=== Section Start ===
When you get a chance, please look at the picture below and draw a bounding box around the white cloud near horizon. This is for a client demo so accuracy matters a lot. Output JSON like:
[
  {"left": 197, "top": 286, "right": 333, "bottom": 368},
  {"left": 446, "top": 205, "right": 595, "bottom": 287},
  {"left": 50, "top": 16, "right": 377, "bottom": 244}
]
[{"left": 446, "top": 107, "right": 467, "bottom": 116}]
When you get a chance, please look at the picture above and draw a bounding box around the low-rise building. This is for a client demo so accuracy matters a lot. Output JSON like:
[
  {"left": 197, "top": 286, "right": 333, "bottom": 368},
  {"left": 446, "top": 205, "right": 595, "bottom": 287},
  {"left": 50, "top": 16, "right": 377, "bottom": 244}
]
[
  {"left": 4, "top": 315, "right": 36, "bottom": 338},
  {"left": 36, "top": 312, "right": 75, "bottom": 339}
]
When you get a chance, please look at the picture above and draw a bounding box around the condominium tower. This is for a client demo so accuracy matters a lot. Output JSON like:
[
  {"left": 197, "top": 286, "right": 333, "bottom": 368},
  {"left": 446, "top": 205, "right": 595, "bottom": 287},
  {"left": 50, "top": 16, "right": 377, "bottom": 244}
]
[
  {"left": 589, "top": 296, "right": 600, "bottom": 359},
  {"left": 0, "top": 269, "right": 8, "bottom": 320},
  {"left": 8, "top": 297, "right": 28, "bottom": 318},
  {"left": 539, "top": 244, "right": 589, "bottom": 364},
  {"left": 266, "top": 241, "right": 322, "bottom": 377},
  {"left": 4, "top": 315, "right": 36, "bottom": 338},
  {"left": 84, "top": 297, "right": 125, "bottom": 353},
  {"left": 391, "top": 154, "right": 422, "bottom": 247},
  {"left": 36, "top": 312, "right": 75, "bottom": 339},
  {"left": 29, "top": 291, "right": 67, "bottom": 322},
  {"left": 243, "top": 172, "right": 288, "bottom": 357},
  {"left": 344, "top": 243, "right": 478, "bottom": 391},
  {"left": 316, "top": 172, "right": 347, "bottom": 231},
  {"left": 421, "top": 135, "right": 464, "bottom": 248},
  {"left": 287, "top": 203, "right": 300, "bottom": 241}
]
=== Section End ===
=== Section Start ===
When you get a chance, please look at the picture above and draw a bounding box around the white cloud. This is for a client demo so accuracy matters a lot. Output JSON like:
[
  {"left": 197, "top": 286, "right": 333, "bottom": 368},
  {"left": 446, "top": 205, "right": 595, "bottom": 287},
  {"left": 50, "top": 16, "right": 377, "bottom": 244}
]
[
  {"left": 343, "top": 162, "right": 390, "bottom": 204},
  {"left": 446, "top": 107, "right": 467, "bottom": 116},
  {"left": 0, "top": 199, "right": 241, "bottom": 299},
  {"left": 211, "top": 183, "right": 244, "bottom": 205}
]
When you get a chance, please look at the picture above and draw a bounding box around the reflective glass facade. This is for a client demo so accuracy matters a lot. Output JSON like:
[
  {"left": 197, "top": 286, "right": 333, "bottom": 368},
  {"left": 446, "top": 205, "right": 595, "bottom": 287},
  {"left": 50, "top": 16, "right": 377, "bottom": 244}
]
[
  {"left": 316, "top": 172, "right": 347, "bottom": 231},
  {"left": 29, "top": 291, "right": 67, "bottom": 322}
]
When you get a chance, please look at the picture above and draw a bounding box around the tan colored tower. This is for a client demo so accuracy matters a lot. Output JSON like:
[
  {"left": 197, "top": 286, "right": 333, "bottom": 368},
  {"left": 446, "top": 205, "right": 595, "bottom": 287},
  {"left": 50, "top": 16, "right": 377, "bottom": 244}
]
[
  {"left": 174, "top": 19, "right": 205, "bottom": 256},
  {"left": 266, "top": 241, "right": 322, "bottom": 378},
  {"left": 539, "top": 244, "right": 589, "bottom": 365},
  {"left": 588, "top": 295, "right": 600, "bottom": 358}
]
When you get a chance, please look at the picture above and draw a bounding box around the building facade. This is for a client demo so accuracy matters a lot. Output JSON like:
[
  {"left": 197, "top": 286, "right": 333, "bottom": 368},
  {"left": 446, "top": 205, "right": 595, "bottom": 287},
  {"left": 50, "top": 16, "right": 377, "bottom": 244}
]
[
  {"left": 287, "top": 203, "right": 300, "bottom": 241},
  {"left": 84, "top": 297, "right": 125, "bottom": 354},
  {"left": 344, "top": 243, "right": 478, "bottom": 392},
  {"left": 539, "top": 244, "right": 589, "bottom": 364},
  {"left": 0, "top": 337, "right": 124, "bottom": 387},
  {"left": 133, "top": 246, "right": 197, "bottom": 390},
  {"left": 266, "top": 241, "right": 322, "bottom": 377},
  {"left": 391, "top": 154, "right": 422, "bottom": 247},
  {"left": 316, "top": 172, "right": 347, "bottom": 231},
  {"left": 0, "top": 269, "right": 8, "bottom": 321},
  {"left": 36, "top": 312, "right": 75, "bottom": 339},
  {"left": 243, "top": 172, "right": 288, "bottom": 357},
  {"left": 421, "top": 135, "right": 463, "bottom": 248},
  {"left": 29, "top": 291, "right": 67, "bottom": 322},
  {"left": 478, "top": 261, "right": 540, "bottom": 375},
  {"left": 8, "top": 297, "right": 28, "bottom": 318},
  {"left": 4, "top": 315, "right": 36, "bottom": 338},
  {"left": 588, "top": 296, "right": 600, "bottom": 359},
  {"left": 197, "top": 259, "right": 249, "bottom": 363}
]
=== Section End ===
• Work to be completed
For every line above that holds the string "tower", add one to a count; give that count alone.

• Solution
2